▶ _TASK TO CARRY OUT_:
Copy out only the entries from the line with "of the tall" up to and including the line with "point(53, 171)", keeping the requests. In the answers, scale every x and y coordinate by 1.7 and round to whole numbers with halves going up, but leave the requests and their format samples unchanged.

══════════════════════════════

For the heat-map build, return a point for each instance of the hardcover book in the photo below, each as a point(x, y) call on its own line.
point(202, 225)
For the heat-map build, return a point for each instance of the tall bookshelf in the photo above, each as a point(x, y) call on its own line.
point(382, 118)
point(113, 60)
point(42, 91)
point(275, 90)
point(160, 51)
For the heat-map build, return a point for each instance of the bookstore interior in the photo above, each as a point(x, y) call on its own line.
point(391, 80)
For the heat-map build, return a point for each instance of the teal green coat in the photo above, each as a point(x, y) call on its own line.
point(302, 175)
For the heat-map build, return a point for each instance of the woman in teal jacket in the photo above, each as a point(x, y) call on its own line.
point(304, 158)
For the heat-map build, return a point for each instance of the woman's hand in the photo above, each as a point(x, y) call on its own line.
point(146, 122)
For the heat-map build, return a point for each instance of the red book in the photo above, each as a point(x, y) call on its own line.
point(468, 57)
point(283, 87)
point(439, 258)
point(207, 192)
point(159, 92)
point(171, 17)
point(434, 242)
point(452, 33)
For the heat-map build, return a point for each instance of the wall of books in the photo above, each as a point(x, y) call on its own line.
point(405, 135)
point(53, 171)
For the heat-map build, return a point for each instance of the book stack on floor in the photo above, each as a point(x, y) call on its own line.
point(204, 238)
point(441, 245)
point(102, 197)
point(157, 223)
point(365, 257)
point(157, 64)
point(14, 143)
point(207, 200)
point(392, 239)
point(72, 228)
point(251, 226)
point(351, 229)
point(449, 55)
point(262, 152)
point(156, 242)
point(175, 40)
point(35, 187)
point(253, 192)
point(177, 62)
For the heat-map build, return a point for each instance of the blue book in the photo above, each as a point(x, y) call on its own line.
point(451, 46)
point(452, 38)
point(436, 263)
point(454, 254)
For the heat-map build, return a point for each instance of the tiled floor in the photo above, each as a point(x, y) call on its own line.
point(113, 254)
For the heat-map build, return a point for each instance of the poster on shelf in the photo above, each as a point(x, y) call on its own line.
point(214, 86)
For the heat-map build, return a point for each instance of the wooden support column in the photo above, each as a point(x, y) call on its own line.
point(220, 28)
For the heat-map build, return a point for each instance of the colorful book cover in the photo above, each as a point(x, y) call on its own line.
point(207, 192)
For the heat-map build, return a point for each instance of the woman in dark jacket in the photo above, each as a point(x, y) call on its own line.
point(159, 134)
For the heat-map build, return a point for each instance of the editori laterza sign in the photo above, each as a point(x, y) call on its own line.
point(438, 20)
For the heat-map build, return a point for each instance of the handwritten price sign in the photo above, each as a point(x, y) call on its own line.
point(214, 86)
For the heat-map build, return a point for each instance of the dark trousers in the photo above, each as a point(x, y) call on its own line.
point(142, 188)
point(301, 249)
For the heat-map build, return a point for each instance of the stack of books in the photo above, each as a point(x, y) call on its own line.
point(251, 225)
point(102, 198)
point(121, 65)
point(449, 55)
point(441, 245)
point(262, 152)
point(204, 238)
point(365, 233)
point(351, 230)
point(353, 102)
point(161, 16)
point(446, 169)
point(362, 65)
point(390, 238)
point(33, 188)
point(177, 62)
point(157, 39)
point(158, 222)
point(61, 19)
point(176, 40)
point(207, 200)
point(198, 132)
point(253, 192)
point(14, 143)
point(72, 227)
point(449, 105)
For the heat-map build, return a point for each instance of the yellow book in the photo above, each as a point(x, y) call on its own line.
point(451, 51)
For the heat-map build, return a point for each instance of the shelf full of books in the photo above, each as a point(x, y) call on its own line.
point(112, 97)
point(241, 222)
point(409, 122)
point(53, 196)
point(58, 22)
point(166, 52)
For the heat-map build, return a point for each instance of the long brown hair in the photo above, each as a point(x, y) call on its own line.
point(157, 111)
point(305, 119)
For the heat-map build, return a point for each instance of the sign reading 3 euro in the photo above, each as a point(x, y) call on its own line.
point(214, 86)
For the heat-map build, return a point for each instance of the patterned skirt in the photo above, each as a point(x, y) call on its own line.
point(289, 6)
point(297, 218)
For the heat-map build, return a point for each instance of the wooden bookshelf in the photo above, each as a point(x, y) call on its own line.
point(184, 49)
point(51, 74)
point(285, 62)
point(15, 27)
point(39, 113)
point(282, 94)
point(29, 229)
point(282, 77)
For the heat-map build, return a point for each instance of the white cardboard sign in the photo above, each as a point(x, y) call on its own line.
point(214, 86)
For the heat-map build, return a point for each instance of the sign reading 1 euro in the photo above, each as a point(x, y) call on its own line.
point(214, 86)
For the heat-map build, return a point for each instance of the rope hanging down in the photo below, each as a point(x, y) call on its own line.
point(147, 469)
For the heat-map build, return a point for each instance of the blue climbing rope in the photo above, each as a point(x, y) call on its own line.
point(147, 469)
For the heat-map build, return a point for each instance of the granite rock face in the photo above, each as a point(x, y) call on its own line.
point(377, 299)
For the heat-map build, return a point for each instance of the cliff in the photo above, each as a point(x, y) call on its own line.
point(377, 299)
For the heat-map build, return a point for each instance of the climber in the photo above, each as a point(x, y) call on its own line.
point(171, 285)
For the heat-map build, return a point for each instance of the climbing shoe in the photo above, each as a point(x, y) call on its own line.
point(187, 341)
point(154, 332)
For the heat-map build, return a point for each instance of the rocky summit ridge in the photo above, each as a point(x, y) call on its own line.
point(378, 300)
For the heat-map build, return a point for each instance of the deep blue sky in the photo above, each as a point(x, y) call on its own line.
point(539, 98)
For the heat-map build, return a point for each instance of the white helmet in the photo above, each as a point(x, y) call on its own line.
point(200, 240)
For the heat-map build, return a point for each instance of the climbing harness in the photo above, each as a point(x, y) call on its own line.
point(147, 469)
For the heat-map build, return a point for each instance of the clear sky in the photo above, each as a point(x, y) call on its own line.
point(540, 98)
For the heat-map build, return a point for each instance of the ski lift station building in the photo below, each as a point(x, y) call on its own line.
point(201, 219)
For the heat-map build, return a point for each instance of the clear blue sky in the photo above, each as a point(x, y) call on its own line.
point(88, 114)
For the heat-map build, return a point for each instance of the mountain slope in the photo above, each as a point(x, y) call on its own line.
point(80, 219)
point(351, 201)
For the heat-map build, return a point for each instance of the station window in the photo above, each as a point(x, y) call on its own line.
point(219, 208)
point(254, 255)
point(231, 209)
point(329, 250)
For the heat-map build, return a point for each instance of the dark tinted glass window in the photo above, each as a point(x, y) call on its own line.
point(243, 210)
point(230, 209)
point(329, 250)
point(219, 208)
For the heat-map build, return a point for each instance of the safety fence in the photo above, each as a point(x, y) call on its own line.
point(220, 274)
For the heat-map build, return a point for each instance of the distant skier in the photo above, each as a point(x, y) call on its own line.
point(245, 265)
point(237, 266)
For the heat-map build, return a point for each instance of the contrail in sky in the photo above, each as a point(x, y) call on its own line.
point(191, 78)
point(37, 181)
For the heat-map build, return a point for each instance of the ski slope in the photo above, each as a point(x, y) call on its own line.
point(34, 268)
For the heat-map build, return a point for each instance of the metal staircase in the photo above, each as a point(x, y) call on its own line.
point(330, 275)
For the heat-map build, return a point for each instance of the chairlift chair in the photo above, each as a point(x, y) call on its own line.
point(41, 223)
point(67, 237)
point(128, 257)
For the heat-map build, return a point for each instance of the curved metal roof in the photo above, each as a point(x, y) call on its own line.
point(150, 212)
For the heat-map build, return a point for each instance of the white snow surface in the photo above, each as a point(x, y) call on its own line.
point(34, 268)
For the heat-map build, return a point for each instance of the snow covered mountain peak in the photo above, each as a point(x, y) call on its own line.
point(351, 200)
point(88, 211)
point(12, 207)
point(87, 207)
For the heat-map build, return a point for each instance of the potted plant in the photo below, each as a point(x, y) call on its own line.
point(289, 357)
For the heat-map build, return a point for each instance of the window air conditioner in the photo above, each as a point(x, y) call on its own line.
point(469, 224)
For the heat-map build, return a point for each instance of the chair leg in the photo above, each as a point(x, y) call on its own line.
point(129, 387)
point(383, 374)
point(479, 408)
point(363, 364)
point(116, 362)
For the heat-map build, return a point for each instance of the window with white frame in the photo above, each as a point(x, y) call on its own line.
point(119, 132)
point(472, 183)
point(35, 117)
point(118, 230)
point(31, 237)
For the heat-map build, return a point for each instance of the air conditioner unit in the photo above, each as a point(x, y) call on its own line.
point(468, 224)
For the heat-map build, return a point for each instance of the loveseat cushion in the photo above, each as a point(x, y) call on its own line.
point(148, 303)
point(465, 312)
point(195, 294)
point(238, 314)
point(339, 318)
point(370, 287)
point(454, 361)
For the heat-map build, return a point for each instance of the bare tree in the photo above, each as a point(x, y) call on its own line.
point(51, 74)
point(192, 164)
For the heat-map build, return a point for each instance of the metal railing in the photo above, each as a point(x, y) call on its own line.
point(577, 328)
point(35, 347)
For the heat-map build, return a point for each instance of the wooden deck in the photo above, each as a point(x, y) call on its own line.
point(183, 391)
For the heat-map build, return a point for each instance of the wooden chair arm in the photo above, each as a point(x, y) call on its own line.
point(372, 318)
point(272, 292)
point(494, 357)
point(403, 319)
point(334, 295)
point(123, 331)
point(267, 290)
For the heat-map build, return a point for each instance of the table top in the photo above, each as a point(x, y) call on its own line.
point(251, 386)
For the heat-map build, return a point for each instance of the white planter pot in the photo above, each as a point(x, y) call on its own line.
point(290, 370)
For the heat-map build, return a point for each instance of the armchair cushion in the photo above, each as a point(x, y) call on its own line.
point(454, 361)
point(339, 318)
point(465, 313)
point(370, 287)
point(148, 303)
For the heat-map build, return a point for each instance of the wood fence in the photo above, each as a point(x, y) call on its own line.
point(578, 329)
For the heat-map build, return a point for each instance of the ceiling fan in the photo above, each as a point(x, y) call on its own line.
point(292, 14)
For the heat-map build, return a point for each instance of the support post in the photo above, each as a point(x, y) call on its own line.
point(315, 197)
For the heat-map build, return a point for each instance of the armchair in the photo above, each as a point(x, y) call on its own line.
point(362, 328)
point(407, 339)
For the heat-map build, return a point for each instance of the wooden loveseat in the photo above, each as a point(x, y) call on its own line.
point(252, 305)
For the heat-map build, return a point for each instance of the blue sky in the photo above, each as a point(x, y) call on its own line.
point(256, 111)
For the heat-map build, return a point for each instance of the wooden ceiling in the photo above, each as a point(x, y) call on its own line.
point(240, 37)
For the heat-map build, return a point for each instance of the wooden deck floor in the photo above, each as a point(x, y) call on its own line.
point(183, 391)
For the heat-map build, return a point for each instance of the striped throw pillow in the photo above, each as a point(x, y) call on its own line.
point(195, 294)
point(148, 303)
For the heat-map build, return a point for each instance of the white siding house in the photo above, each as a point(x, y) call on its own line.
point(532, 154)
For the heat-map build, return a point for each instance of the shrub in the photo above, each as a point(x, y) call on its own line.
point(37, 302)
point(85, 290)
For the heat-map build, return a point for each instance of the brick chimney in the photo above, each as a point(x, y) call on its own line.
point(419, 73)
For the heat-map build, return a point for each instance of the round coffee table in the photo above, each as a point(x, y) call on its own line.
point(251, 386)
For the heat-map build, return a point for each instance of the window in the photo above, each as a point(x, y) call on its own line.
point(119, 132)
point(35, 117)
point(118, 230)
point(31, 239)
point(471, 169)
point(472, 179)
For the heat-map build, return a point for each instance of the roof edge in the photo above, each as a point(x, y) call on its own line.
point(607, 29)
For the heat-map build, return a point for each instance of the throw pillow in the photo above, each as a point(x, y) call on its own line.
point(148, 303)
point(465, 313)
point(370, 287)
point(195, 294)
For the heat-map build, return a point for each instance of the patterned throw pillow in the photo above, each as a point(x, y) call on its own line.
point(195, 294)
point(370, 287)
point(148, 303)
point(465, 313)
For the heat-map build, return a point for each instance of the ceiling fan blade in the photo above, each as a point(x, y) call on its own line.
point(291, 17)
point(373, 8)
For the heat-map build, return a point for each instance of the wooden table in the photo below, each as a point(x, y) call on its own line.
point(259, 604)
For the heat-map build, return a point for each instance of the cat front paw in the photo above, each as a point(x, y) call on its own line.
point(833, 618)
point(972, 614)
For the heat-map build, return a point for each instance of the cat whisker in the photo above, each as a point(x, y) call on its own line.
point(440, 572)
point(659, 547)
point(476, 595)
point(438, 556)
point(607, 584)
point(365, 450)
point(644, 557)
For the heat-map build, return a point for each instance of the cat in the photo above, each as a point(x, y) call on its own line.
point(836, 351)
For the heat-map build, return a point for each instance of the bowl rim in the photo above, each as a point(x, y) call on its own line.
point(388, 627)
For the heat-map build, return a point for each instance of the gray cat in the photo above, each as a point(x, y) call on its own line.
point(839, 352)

══════════════════════════════

▶ _WRITTEN ANSWER_:
For the heat-map build, return a point for each instance of the tall bookshelf in the photo above, each as a point(x, y) call on its own line.
point(649, 201)
point(192, 102)
point(71, 155)
point(468, 153)
point(272, 87)
For the heat-map build, return a point for each instance of the bookstore interior in the photo above, each as a point(x, y) call on its own line.
point(665, 136)
For the heat-map build, return a point for each instance of the teal green coat in the photo above, each as a point(x, y) call on its own line.
point(513, 298)
For the heat-map build, return a point for each instance of the woman in teal jacket in the photo above, each as a point(x, y) call on its own line.
point(517, 269)
For the heat-map build, return a point for each instance of the woman's hand in the photo above, each as a point(x, y) call on its own line.
point(248, 207)
For the heat-map build, return a point for each instance of the red book in the photo above, each as a point(x, y) call on its own line.
point(796, 97)
point(481, 148)
point(746, 439)
point(352, 326)
point(270, 156)
point(291, 29)
point(738, 411)
point(768, 56)
For the heat-map build, return a point for each instance of the wall of books in the photo above, each as a point(x, y) call on its own line.
point(689, 230)
point(90, 291)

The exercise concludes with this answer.